> **GOAL OF THE EXERCISE**
Repeat each line exactly as it is written.

--- START DATA EXCERPTS ---

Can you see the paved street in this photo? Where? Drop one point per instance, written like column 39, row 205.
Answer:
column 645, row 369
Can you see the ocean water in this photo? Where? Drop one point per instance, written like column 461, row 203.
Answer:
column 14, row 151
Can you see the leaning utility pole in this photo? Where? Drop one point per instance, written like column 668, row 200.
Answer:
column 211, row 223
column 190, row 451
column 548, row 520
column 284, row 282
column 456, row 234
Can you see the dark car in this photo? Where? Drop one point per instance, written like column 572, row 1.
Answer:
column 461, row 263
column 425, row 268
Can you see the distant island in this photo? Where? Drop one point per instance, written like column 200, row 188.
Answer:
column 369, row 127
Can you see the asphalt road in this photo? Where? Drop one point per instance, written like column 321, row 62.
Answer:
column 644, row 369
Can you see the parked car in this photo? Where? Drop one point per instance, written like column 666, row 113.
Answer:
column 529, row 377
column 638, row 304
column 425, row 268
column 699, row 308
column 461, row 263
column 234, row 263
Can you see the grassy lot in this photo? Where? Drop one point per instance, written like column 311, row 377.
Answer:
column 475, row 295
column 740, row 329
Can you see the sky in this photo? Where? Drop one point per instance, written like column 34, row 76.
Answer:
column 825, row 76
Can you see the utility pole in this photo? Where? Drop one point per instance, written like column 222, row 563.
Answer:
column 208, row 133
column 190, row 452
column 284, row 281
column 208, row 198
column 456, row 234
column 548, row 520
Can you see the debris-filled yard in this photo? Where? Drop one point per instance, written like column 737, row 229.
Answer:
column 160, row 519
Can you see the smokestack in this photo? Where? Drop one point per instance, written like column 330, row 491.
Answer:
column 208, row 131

--- END DATA EXCERPTS ---

> **OUTPUT BELOW**
Can you see the paved street in this photo? Where? Drop one point per instance, written like column 39, row 205.
Answer:
column 645, row 369
Can you see the ocean water in this photo? Where? Drop one point per instance, written like column 461, row 203.
Answer:
column 14, row 151
Can you see the leaning utility pole in this photo? Where? Drop one point per instance, written like column 668, row 200.
Answer:
column 211, row 223
column 190, row 451
column 548, row 520
column 284, row 282
column 456, row 234
Can you see the dark car in this photo? Where? Drop one point per instance, written like column 572, row 1.
Answer:
column 461, row 263
column 425, row 268
Can you see the distant island in this photo? Where? Drop one point per instance, written like column 200, row 188.
Answer:
column 369, row 127
Can you see the asphalt road in this photo? Where? Drop one point per instance, written like column 321, row 62.
Answer:
column 644, row 369
Can you see the parked car in this photo? Where? Drop one point per instance, written like column 666, row 113.
Answer:
column 529, row 377
column 638, row 304
column 425, row 268
column 699, row 308
column 461, row 263
column 234, row 263
Can you see the grassy lot in this photo? Where? Drop one point per instance, written like column 311, row 377.
Answer:
column 475, row 295
column 740, row 329
Can you see the sky in this photo? Where? Drop one point per instance, written like column 34, row 76.
Answer:
column 825, row 76
Can you see the utility pole in this photo? Where? Drop one point per instance, written like column 222, row 563.
Answer:
column 208, row 133
column 190, row 452
column 284, row 281
column 208, row 198
column 456, row 234
column 548, row 520
Can you see the debris-filled yard in this photo? Where? Drop one point per instance, written like column 737, row 229.
Answer:
column 160, row 519
Can you see the smokestack in this photo? Where? Drop one point per instance, written like column 330, row 491.
Answer:
column 208, row 131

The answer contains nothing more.